Reproduce the listing below with every instance of "pretty-printed" changed to "minified", keeping all other text identical.

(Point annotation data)
===============

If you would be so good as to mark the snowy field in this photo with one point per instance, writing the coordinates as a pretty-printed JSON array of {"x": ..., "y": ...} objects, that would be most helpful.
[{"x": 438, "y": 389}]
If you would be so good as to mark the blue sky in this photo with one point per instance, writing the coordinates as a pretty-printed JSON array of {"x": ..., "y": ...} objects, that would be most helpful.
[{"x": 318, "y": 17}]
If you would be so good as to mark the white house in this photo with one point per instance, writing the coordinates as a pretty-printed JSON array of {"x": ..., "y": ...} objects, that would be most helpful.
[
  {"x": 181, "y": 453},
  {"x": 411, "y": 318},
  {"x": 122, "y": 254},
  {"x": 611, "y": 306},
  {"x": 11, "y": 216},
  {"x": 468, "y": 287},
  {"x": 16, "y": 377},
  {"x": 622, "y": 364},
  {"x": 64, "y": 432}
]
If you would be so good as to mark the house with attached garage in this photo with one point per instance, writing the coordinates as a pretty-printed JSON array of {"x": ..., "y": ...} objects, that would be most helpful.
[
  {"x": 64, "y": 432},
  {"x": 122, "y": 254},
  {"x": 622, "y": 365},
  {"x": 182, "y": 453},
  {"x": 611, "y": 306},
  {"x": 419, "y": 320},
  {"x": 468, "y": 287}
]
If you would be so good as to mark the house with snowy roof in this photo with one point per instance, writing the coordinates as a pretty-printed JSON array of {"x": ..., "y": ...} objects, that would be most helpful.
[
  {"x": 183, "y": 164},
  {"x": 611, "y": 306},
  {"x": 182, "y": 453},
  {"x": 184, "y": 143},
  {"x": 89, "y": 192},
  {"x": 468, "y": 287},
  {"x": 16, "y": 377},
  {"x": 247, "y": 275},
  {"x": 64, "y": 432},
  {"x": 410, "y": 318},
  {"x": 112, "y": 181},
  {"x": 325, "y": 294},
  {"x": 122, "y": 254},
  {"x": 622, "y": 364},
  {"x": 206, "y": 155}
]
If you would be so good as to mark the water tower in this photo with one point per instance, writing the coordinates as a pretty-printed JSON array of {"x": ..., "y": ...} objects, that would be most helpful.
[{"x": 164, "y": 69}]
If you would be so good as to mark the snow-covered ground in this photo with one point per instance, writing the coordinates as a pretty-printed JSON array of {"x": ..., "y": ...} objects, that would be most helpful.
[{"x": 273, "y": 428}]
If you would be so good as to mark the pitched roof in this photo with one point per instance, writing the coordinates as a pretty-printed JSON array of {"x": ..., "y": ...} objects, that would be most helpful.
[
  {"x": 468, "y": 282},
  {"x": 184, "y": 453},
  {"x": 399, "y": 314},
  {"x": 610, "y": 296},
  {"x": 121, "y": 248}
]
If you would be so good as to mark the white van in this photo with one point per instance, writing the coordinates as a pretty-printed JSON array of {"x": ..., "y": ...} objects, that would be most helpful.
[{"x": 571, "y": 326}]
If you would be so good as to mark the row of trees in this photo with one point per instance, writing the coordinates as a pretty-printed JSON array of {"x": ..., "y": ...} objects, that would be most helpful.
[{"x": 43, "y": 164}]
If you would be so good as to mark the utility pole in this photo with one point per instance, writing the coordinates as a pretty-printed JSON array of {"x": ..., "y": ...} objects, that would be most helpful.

===============

→ **Complete response**:
If you would be so good as to mark the snowy field in this photo with one point per instance, writing the coordinates as a minified JSON array of {"x": ..., "y": ...} objects, that would be most helpful.
[{"x": 438, "y": 389}]
If you would be so good as to mark the blue sky in this photo with one point per instance, writing the coordinates as a minified JSON array of {"x": ..., "y": ...} objects, that would be most helpful.
[{"x": 318, "y": 17}]
If you would be so good as to mark the white house in this photo with one point per instance, writing the coordinates as a minified JSON array of {"x": ..., "y": ...} objects, that would be most helpful.
[
  {"x": 181, "y": 453},
  {"x": 411, "y": 318},
  {"x": 122, "y": 254},
  {"x": 611, "y": 306},
  {"x": 11, "y": 216},
  {"x": 468, "y": 287},
  {"x": 16, "y": 377},
  {"x": 622, "y": 364},
  {"x": 64, "y": 432}
]
If you would be so good as to mark the house with attached garage in this photo with one point per instance, writing the coordinates as a minified JSON array of {"x": ..., "y": ...} objects, that would be most helpful.
[
  {"x": 64, "y": 432},
  {"x": 122, "y": 254},
  {"x": 622, "y": 365},
  {"x": 182, "y": 453},
  {"x": 611, "y": 306},
  {"x": 419, "y": 320},
  {"x": 468, "y": 287}
]
If you would be so good as to mark the house with snowy roof in this photo with one point per instance, writing the coordinates as a minified JSON array of {"x": ..., "y": ...} objects, that would be most helpful.
[
  {"x": 183, "y": 164},
  {"x": 611, "y": 306},
  {"x": 182, "y": 453},
  {"x": 184, "y": 143},
  {"x": 89, "y": 192},
  {"x": 468, "y": 287},
  {"x": 16, "y": 377},
  {"x": 247, "y": 275},
  {"x": 64, "y": 432},
  {"x": 410, "y": 318},
  {"x": 112, "y": 181},
  {"x": 325, "y": 294},
  {"x": 122, "y": 254},
  {"x": 622, "y": 364},
  {"x": 206, "y": 155}
]
If you would be so good as to mark the water tower in this photo with one point per instance, writing the coordinates as a minified JSON array of {"x": ..., "y": ...} objects, that would be most helpful.
[{"x": 164, "y": 69}]
If you would be so good as to mark the snow-covered ground in this photo with one point per instance, writing the coordinates as a minified JSON array of {"x": ..., "y": ...} objects, that would be most helpful.
[{"x": 273, "y": 428}]
If you would be so good as to mark the pitched roof in this photo with one point per instance, writing the coordinates as a minified JSON array of {"x": ..., "y": ...} objects, that would be most helpful.
[
  {"x": 468, "y": 282},
  {"x": 184, "y": 453},
  {"x": 399, "y": 314},
  {"x": 610, "y": 296},
  {"x": 121, "y": 248}
]
If you would be so good as to mark the white van in this photo with one point per instance, writing the coordinates as a minified JSON array of {"x": ..., "y": ...} objects, that would be most helpful.
[{"x": 571, "y": 326}]
If you would be so good as to mark the row of trees in this photo with one point per instance, writing the coordinates as a minified JSON array of {"x": ..., "y": ...} objects, that would be most helpful.
[{"x": 43, "y": 164}]
If you would be so good as to mark the utility pole in this photo with one point per instance, writing the coordinates as a minified JSON array of {"x": ..., "y": ...} objects, that would be most helpful.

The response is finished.